Narrow the data below down to the lines containing "hose".

Top of Materials provided

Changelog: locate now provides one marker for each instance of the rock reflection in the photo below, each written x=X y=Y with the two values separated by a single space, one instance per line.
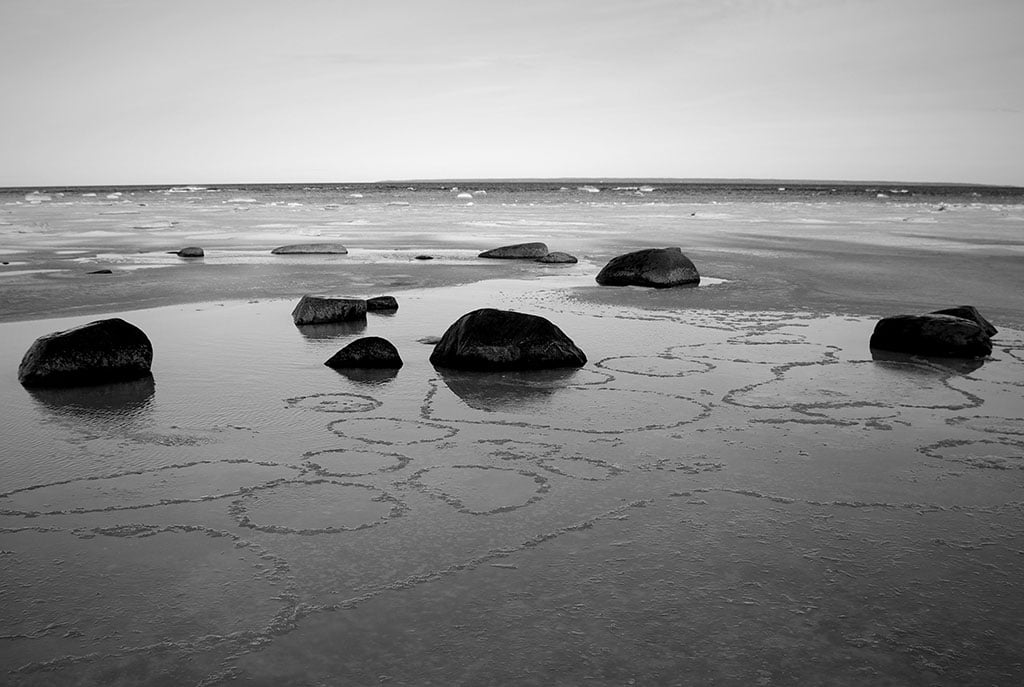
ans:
x=122 y=399
x=955 y=366
x=332 y=330
x=506 y=391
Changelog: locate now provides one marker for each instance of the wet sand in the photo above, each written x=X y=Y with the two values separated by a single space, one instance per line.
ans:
x=732 y=490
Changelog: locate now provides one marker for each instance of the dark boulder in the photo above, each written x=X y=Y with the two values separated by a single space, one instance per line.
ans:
x=516 y=252
x=970 y=312
x=381 y=303
x=318 y=309
x=657 y=267
x=557 y=258
x=489 y=339
x=102 y=351
x=367 y=352
x=932 y=335
x=310 y=249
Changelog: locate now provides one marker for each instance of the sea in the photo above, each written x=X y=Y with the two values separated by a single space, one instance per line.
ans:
x=733 y=490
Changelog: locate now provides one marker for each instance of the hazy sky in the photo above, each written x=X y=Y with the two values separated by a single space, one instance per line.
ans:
x=188 y=91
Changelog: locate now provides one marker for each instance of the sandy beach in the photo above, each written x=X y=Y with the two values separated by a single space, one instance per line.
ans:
x=732 y=490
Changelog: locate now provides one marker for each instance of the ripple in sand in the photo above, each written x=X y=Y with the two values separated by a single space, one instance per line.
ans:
x=335 y=402
x=320 y=507
x=389 y=431
x=983 y=454
x=854 y=384
x=199 y=481
x=353 y=462
x=480 y=489
x=648 y=366
x=138 y=587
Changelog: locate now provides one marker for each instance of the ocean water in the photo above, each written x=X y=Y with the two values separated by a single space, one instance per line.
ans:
x=733 y=490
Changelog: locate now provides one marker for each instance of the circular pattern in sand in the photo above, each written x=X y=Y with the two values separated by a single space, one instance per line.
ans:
x=320 y=507
x=335 y=402
x=390 y=431
x=481 y=489
x=354 y=462
x=651 y=366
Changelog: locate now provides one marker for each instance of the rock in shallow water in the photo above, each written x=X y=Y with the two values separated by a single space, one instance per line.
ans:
x=489 y=339
x=657 y=267
x=372 y=352
x=932 y=335
x=316 y=249
x=516 y=252
x=317 y=309
x=102 y=351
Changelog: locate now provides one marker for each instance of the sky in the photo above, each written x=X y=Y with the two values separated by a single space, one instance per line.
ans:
x=96 y=92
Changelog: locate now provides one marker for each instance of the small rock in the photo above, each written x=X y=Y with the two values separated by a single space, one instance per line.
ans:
x=932 y=335
x=367 y=352
x=557 y=258
x=310 y=249
x=516 y=252
x=381 y=303
x=317 y=309
x=102 y=351
x=657 y=267
x=489 y=339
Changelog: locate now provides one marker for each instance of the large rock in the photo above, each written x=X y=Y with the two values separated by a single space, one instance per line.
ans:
x=516 y=252
x=102 y=351
x=489 y=339
x=932 y=335
x=307 y=249
x=320 y=309
x=657 y=267
x=970 y=312
x=367 y=352
x=557 y=257
x=382 y=304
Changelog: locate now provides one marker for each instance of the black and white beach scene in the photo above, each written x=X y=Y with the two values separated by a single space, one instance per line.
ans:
x=540 y=343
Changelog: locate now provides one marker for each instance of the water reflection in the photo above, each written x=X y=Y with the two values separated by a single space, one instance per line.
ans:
x=506 y=391
x=119 y=400
x=332 y=330
x=955 y=366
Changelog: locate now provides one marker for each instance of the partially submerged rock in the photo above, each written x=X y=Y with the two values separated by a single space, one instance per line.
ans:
x=970 y=312
x=311 y=249
x=373 y=352
x=382 y=303
x=656 y=267
x=557 y=257
x=932 y=335
x=489 y=339
x=517 y=252
x=102 y=351
x=317 y=309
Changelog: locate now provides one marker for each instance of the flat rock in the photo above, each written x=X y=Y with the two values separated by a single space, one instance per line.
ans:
x=311 y=249
x=489 y=339
x=381 y=303
x=557 y=258
x=932 y=335
x=656 y=267
x=516 y=252
x=320 y=309
x=372 y=352
x=969 y=312
x=100 y=352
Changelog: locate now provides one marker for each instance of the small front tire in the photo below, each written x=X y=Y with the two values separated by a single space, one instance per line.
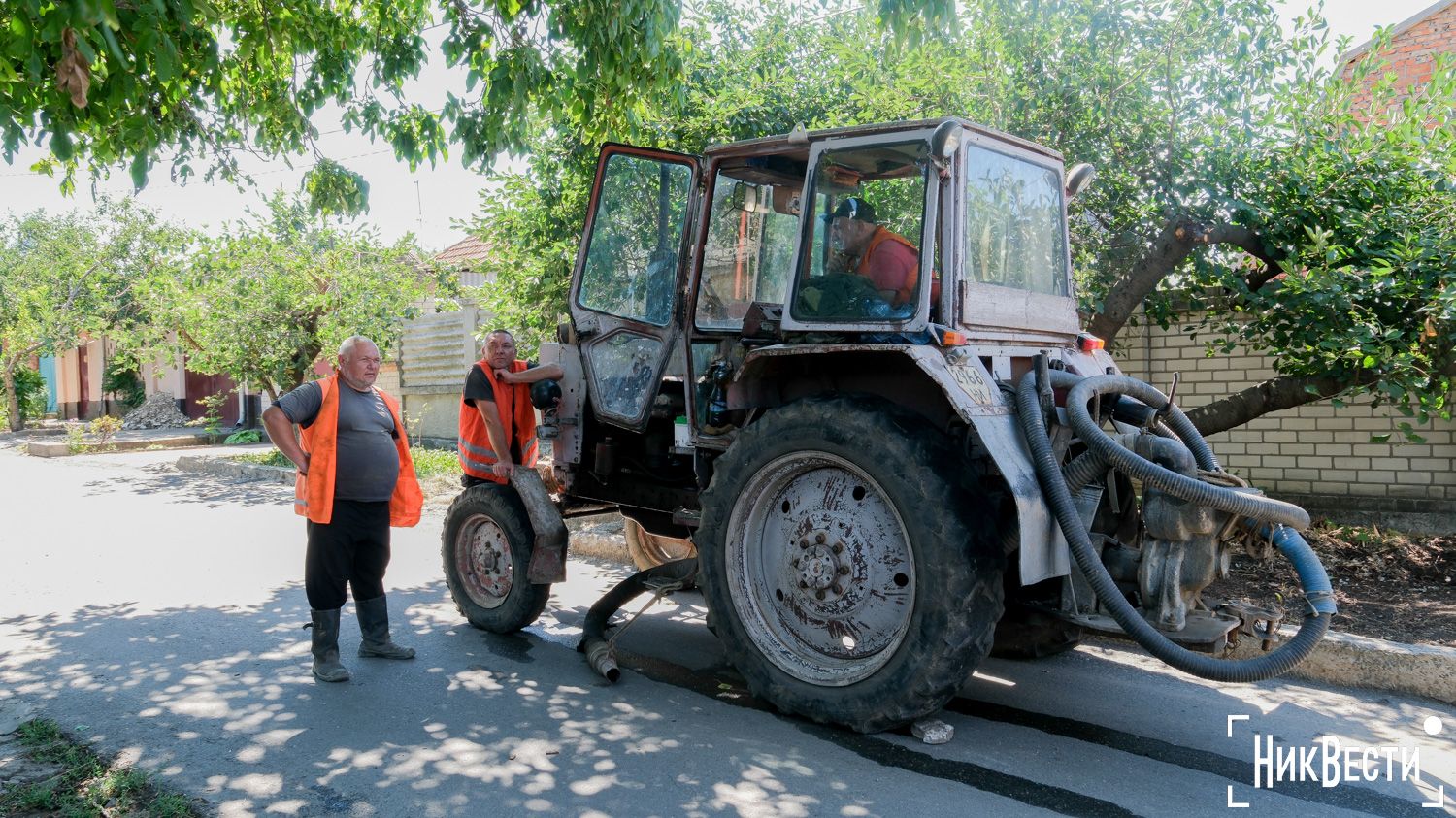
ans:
x=485 y=549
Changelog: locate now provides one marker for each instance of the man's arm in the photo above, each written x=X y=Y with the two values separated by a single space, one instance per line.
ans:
x=280 y=431
x=498 y=442
x=545 y=372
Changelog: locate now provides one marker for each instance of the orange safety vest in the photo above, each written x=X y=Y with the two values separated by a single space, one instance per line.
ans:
x=908 y=290
x=314 y=492
x=513 y=405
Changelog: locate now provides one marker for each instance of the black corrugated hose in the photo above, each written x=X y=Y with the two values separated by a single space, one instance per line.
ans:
x=1258 y=508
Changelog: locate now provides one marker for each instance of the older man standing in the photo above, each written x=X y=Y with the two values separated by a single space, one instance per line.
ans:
x=355 y=479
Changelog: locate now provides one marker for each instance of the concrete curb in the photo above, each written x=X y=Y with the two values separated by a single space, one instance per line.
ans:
x=1376 y=664
x=229 y=468
x=1340 y=658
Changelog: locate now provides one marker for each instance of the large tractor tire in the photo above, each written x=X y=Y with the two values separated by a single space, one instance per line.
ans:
x=850 y=576
x=485 y=549
x=651 y=550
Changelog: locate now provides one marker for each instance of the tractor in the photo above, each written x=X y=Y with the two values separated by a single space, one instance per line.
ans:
x=876 y=477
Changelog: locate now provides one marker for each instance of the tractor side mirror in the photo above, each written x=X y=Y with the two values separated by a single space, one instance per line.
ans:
x=1077 y=180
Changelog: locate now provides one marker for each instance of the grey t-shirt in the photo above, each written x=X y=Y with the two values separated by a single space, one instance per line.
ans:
x=367 y=465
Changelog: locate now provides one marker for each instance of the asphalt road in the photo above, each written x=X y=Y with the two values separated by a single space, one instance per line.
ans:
x=162 y=613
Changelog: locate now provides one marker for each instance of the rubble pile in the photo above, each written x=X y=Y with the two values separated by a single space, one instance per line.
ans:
x=160 y=410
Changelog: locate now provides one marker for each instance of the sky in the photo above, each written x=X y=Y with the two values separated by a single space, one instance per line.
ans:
x=428 y=201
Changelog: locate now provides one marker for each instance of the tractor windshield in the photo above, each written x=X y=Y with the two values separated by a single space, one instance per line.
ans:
x=1015 y=233
x=864 y=252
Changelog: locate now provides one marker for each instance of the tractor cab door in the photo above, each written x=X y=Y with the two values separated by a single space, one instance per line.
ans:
x=626 y=285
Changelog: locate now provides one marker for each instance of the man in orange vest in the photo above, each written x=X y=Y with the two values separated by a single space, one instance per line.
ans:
x=355 y=479
x=890 y=261
x=497 y=413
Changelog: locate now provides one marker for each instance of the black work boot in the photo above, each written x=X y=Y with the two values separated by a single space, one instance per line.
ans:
x=375 y=626
x=326 y=646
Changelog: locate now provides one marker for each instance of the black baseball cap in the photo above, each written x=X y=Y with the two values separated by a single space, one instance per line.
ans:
x=855 y=209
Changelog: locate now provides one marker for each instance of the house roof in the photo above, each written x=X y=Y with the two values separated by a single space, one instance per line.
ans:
x=468 y=249
x=1401 y=28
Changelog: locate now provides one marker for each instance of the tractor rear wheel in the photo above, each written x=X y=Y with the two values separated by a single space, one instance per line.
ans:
x=850 y=575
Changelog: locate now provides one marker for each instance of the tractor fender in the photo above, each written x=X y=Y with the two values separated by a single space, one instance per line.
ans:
x=976 y=398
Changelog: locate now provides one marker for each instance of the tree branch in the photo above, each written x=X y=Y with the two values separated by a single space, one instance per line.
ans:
x=1176 y=241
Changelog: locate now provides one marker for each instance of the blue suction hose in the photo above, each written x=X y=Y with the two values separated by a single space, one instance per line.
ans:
x=1270 y=517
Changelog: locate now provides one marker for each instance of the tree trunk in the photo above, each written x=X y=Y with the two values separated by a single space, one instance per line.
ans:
x=1260 y=399
x=12 y=401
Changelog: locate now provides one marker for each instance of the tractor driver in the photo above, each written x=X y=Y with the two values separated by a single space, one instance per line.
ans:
x=885 y=258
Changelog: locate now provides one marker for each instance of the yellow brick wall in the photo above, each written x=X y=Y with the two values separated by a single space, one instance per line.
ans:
x=1310 y=450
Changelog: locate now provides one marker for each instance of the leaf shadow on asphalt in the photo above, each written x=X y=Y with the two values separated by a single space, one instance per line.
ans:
x=218 y=702
x=192 y=486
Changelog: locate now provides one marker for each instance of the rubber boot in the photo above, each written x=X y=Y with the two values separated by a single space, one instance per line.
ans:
x=375 y=626
x=326 y=646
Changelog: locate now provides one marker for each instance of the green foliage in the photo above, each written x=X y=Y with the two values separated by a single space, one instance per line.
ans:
x=122 y=380
x=67 y=276
x=29 y=392
x=86 y=786
x=244 y=437
x=213 y=410
x=265 y=299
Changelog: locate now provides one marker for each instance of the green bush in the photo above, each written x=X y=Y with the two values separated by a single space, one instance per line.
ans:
x=29 y=392
x=122 y=380
x=245 y=436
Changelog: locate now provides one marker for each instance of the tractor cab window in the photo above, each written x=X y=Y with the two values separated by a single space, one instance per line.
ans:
x=867 y=220
x=631 y=268
x=1015 y=233
x=750 y=244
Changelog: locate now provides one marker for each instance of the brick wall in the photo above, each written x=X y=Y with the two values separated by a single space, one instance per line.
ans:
x=1316 y=454
x=1412 y=49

Bottom of Materials provided

- [Reply to the task]
Changelog: locate now provides one marker for each instance of the black corrugated hose in the photo above, each written x=X y=Y with the two values separated by a single space, one instance per line.
Changelog: locate now provides one marker for each instance of the blue suction hose in the photo above, each written x=X y=Y with the two values separated by a single space, one instance per line.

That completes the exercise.